■ Text excerpt:
+++
The HK4 is a pocket pistol, first introduced by Heckler & Koch in 1967. Government agencies received 12,000 pistols in the .32 ACP caliber with the designation P11 and were serial numbered 40001 to 52400.

Design
The HK4 is largely a refined Mauser HSc self-loading pistol. Heckler & Koch were familiar with the HSc design as many of the Heckler & Koch company founders were employees of the Mauser-Werke Oberndorf A.G. company pre- and post-WW2.

Similar to the HSc, the HK4 utilizes a straight blowback action, with a double-action trigger and a slide-mounted safety.

Switching between the three different centerfire chamberings (6.35mm Browning aka .25 ACP, 7.65mm Browning aka .32 ACP, 9mm short aka .380 ACP) merely requires swapping the barrel and recoil spring assembly and the magazine.  Switching between the centerfire chamberings and rimfire chambering (.22 LR) also involves a further step of loosening a screw on the breech face and rotating the removable breech face to either the centerfire or rimfire position. 

Occasionally, the grips were made from light metal (duralumin) and stamped steel; these grips can loosen through use and break unexpectedly while shooting.
+++
■ Task list:
A: In the HK4 text, how many .32 ACP pistols did government agencies receive?
B: Update the listing from the line with "Accessibility service: describe the location of hand" to the line with "54,278 -> 398,332" by changing "hand holding book" to "hand gripping book". Keep everything else unchanged, and return only those lines.
The text and the listing come from unrelated sources.

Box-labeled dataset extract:
+++
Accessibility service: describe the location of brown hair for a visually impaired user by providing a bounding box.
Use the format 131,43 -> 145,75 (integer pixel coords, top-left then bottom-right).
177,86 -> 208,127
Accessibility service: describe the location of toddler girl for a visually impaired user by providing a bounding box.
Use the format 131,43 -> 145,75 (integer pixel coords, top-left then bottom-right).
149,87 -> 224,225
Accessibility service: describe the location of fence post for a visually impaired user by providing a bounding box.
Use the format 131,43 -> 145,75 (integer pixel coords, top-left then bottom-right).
+++
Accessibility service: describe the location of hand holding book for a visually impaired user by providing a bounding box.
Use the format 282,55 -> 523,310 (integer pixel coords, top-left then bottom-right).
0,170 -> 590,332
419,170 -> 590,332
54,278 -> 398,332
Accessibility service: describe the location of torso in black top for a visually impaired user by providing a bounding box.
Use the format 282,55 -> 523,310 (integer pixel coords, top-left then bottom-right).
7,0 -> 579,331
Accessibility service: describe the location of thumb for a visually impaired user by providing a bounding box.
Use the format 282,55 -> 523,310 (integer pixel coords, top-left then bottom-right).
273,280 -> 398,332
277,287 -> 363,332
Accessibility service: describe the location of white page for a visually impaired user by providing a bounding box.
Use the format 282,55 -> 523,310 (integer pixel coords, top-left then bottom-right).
+++
■ Answer set:
A: 12,000 pistols.

B:
Accessibility service: describe the location of hand gripping book for a visually impaired user by providing a bounding box.
Use the format 282,55 -> 523,310 (integer pixel coords, top-left then bottom-right).
0,170 -> 590,332
419,170 -> 590,332
54,278 -> 398,332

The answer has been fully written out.